WHAT TO PRODUCE: Rewrite the following lines with "largest" replaced by "biggest" wherever it occurs, and leave everything else as it is.
━━━━━ WORKING DATA ━━━━━
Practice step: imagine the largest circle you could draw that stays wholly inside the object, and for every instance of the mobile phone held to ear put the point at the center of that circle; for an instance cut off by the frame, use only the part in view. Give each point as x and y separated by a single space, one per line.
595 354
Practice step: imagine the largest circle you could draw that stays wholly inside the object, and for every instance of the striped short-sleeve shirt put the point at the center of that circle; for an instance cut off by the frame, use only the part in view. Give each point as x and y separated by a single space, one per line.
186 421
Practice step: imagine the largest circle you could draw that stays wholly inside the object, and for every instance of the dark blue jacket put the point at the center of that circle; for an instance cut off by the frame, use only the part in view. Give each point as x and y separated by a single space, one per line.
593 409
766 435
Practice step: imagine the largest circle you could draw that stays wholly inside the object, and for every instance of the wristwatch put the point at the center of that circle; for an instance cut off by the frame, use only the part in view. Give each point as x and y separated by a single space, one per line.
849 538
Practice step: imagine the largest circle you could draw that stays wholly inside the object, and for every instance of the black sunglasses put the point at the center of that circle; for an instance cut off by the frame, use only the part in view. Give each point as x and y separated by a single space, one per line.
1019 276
━━━━━
WRITTEN RESPONSE:
Practice step: imagine the biggest circle you could draw that stays wholly inside the object, and for every instance of the mobile phone held to ear put the point at the center of that circle; for an instance cut off by the frame, use only the part in view. Give each point as x and y separated by a single space, one per line.
595 354
Practice step: imagine the biggest circle you could draw that stays wholly inside the object, and for every instance of the striped short-sleeve shirt put the point at the center of that circle; for an instance cut off by the frame, use only the part in view. Give each point as x and y separated by a single space, one per line.
186 421
Practice step: imagine the biggest circle you could draw that stays wholly inside the object, and for every instance of the dark blue jacket put the point at the center of that circle; for an instance cut off by the frame, use only the part in view. Give each point as x and y separated by a single space, one per line.
593 409
766 435
Practice step: imagine the biggest circle you could draw that stays wholly inside the object, and for every instance of the wristwatch put the point at the center of that circle; for an instance cut off by the frame, use only the part in view. Give each point as x and y separated by a single space, one per line.
849 538
Practice step: imagine the biggest circle you could draw that stays wholly inside the object, and for every instance of the black sunglasses put the point at the center of that circle; for an instance cut off by the frame, use only the part in view. Give each point as x and y separated by a single space, one per line.
1019 276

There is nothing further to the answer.